# Estratto documento
"Il Covid ha irrigidito la situazione, l'ha incattivita. Per questo – ha proseguito Brunetta – dico che servirebbe un nuovo Patto sociale, sul modello di quello per l'innovazione del lavoro pubblico che abbiamo già siglato il 10 marzo. So che c'è diffidenza verso la concertazione vecchio stampo. È comprensibile, ma la storia insegna che da noi le svolte epocali, dal congelamento della scala mobile con l'accordo di San Valentino del 1984 alla partecipazione all'euro, sono avvenute attraverso patti sociali volti a garantire insieme più crescita e più coesione. Anche oggi le riforme che abbiamo scritto nel Pnrr possono diventare realtà solo se c'è piena partecipazione delle parti sociali, delle Regioni e degli enti locali. Me lo dice la mia esperienza, soprattutto nel caso del Protocollo Ciampi-Giugni del 1993, arrivato a un anno dal Trattato di Maastricht. Oggi come allora serve una stagione di dialogo che abbia come obiettivo la nuova Italia nella nuova Europa. Occorre una piena integrazione tra pubblico e privato e il decentramento delle soluzioni nei territori per togliere spazio e terreno a chi vuole accentrare il conflitto".

# Descrizione del compito
Continua la dichiarazione di Brunetta sul nuovo Patto sociale riportata sopra, partendo subito dopo la sua ultima frase.

# Estratto dati
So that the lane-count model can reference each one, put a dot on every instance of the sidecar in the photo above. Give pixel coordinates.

# Spazio risposta
"Nella cabina di regia convocata dal presidente Draghi – ha detto Brunetta – si è discusso, ma alla fine abbiamo trovato una soluzione intelligente, nella quale mi riconosco. Il confronto con i sindacati ha poi perfezionato la ricetta, tenendo fermi i principi dello sblocco dei licenziamenti e della tutela dei settori e delle aziende più in crisi, ma anche responsabilizzando fortemente le parti sociali: sindacati e imprese sono stati invitati a usare tutta la cassetta degli attrezzi disponibile per la gestione degli esuberi e il governo monitorerà la situazione".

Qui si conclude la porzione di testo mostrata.